Rewrite all the entries below, substituting "in this image" for "in this photo" and changing nothing else. Omit the pictures from your answer.

Entries taken from a collection

--------------------------------------------------

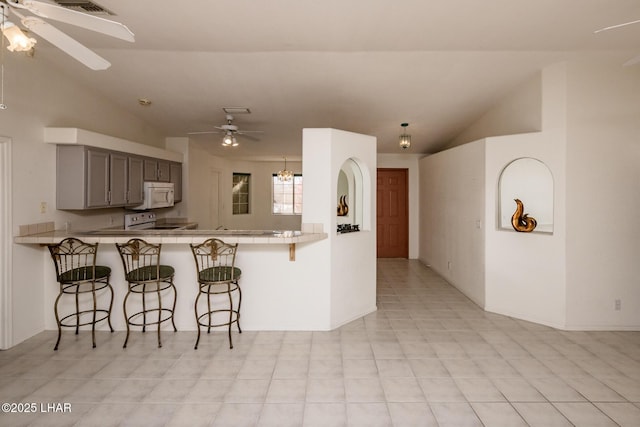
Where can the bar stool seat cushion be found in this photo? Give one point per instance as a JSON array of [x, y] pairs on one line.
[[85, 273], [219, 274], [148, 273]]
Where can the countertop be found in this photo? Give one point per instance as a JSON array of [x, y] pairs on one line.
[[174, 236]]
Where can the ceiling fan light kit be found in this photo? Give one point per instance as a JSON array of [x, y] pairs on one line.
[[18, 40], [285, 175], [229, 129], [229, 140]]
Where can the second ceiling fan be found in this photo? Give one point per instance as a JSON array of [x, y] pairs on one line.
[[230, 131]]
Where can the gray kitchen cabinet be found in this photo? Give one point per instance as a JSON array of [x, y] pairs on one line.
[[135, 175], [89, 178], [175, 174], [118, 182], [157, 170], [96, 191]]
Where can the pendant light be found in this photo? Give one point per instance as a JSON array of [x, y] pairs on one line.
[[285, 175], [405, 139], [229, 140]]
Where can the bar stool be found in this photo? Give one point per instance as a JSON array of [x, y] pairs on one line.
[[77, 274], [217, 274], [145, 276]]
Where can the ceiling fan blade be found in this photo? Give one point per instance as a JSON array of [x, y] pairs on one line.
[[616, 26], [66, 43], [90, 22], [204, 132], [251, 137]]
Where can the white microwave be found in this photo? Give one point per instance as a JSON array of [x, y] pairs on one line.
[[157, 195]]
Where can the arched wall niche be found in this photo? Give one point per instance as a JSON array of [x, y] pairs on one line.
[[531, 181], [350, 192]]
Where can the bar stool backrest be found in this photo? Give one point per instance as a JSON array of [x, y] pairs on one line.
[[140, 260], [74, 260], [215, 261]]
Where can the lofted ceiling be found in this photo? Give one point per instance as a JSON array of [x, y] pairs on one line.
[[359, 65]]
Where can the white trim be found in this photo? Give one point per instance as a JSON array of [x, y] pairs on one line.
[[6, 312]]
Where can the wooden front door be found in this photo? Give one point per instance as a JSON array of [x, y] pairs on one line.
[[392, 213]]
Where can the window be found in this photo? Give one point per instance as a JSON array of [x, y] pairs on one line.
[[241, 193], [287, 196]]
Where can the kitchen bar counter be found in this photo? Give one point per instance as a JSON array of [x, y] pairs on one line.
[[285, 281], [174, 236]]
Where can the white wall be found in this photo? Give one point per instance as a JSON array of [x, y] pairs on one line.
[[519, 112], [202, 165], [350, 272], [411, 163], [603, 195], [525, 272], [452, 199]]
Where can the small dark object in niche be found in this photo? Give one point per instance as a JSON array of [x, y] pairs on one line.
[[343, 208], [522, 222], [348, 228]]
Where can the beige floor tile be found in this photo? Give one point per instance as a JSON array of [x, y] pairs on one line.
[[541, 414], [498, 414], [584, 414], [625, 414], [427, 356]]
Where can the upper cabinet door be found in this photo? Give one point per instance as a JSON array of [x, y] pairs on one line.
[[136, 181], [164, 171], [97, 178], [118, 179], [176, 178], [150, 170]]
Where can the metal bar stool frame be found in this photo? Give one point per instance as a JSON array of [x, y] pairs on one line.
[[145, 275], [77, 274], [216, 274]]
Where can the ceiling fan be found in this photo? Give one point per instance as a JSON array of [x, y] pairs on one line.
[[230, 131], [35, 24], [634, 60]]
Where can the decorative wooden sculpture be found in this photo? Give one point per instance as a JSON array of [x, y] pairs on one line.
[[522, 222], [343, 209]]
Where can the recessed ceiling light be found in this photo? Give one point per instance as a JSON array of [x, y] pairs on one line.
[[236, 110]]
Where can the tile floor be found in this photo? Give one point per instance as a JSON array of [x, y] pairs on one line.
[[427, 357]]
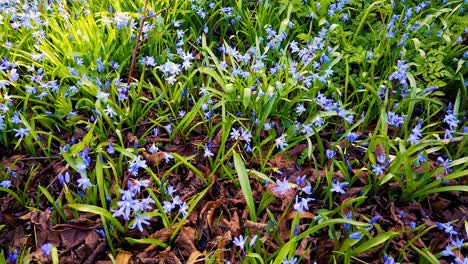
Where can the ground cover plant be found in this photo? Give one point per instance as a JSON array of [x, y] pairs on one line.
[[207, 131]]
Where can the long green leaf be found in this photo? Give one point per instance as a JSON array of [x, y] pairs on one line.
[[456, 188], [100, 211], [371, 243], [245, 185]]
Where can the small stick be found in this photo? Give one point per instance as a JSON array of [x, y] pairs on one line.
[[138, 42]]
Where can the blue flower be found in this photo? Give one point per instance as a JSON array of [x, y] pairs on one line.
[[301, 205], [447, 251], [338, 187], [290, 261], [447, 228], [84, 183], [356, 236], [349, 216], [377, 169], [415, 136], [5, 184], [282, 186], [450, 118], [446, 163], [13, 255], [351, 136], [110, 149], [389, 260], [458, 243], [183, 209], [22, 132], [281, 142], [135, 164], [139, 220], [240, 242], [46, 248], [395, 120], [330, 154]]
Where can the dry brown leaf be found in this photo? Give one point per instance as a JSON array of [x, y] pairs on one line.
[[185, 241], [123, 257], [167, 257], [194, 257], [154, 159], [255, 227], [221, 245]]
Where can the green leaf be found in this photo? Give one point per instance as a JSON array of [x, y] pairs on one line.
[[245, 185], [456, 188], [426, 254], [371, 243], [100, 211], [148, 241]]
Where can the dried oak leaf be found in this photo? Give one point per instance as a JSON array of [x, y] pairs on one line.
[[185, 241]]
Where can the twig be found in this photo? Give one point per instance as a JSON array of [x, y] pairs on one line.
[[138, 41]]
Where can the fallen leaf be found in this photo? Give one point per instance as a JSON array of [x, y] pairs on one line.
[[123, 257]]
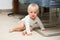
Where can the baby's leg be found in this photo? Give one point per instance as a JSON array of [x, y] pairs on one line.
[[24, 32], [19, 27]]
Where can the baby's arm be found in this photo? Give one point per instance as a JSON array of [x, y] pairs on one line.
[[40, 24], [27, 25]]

--------------------------------------------------

• _THE COMPLETED TASK_:
Where can the bar stool seat cushion be found in this image? Give one point per instance as a JSON array of [x, y] pairs on one line.
[[85, 273], [219, 274], [148, 273]]
Where can the countertop be found in this image? Give one point per instance as a JSON array of [x, y] pairs on one line.
[[174, 236]]
Where can the ceiling fan light kit be found in this image? Give one point per instance as a JSON array of [x, y] pairs on one line.
[[18, 40], [285, 175], [229, 129], [229, 140]]
Where can the second ceiling fan be found in this image? Give one point per instance as a JSON array of [x, y] pairs on one line.
[[230, 131]]
Where can the gray kitchen cabinet be found in this image? Give one point per instance as a JSON array of [x, y] pairs on one line.
[[135, 175], [89, 178], [175, 174], [118, 182], [157, 170], [96, 191]]
Where can the pendant light be found in this image? Give one point per instance as a JSON array of [x, y] pairs on one line.
[[285, 175], [405, 139], [229, 140]]
Where can the bar stool be found in this image? Give one point per instance as a JSON array of [x, y] pairs on one line.
[[77, 274], [217, 274], [145, 276]]
Where can the ceiling fan blade be found in this image? Give one point per instance as a JSON array of [x, y] pairs on one line.
[[616, 26], [66, 43], [90, 22], [204, 132], [251, 137]]
Where can the white microwave be found in this image? Give one point per instance as a JSON array of [x, y] pairs on one line.
[[157, 195]]
Where can the arched wall niche be found in this image? Give one point per instance as a JSON array of [x, y] pairs on one line.
[[531, 181], [350, 192]]
Where can the bar stool backrest be found in this image? Give one point per instance as a JSON array of [x, y] pairs on one line.
[[140, 260], [74, 260], [215, 261]]
Where can the lofted ceiling be found in this image? Give one point per instance as a JSON array of [x, y] pairs on one line.
[[359, 65]]
Where can the white trim be found in this image? Give one point per instance as a JSON array of [x, y] pairs on one line.
[[6, 312]]
Where can the wooden front door be found in this image? Give one point per instance as a JSON array of [x, y] pairs on one line.
[[392, 213]]
Where can the window be found in this image? Give one point per instance as a JSON array of [x, y] pairs on one line.
[[241, 193], [287, 196]]
Where can the kitchen bar counter be found in this image? Give one point per instance as a JSON array of [x, y] pairs on one line.
[[285, 281], [174, 236]]
Where can the white wall be found in this image? Give one point per instance as a JSON array of [x, y] pairs on one line.
[[519, 112], [202, 165], [350, 272], [411, 163], [603, 195], [525, 272], [452, 199]]
Where can the small dark object in niche be found in this image? Give one point per instance as a JSON array of [x, y] pairs on one line.
[[343, 208], [522, 222], [348, 228]]
Where can the beige floor tile be found in this image? Give one point per instance as a JSON array of [x, y] pairs on one line.
[[541, 414], [498, 414], [584, 414], [625, 414], [427, 356]]
Where can the upper cabinet door be found in this image? Give one point per instance as a JSON array of [x, y] pairs on one line.
[[136, 181], [164, 171], [97, 178], [118, 179], [176, 178], [150, 170]]
Where can the metal bar stool frame be found in this image? Give one point per instance as a JSON array of [x, y] pairs on one line.
[[145, 275], [77, 274], [216, 274]]
Where can the ceiling fan be found in this image? Give one point per instance as a JSON array of [x, y] pairs on one line.
[[230, 131], [35, 24], [634, 60]]
Where can the decorative wooden sculpture be found in this image? Give one point per instance as a JSON array of [x, y] pairs on one line.
[[522, 222], [343, 209]]
Where can the recessed ceiling light be found in this image? Give one point per instance as a JSON array of [x, y] pairs on one line.
[[236, 110]]
Where can the tile floor be found in this image? Give one point per instance as a JSON array of [x, y] pairs on one line.
[[427, 357]]
Where can the ground cover plant be found in this image? Give one point per instance as a JSON array of [x, y] pairs on one line.
[[207, 131]]
Where can the long green leaf be found in this image? Give one point per instance as a JSON array of [x, y] pairs on one line.
[[456, 188], [100, 211], [371, 243], [245, 185]]
Where can the small stick be found in this image? Give one point per instance as a JSON array of [x, y] pairs on one line.
[[138, 42]]
Where can the blue flower be found in this image? Give one point per instance as a JSON array of [x, y] pairs on one line.
[[301, 205], [447, 251], [338, 187], [290, 261], [447, 228], [84, 183], [356, 236], [349, 216], [377, 169], [415, 136], [5, 184], [282, 186], [450, 118], [446, 163], [13, 255], [351, 136], [110, 149], [389, 260], [458, 243], [183, 209], [22, 132], [281, 142], [135, 164], [139, 220], [240, 242], [46, 248], [395, 120], [330, 154]]
Where can the dry brown leaf be found in this image? Give one point per instance as a JSON array of [x, y] pairs on one line.
[[185, 241], [123, 257], [167, 257], [194, 257], [154, 159], [255, 227], [221, 245]]
Where can the green leaf be found in this image? Give one point per instance as a JSON array of [x, y] pairs on one line.
[[245, 185], [456, 188], [426, 254], [371, 243], [100, 211], [148, 241]]
Where can the dried oak leaf be found in this image? Give one point per instance as a JSON array of [x, y] pairs on one line.
[[185, 241]]
Where can the twig be found in this image? Give one point per instance as a JSON array of [x, y] pairs on one line.
[[138, 41]]
Where can the fallen leaf be found in this image? Give one point per instance as a JSON array of [x, y] pairs on one line.
[[123, 257]]
Where can the baby's leg be found in this image? Give one point per instance as a JSON array of [x, y] pairs on one line.
[[24, 32], [19, 27]]
Where can the baby's arm be found in this image? Give one point per instance as a JSON array of [x, y] pairs on one line.
[[40, 24], [27, 25]]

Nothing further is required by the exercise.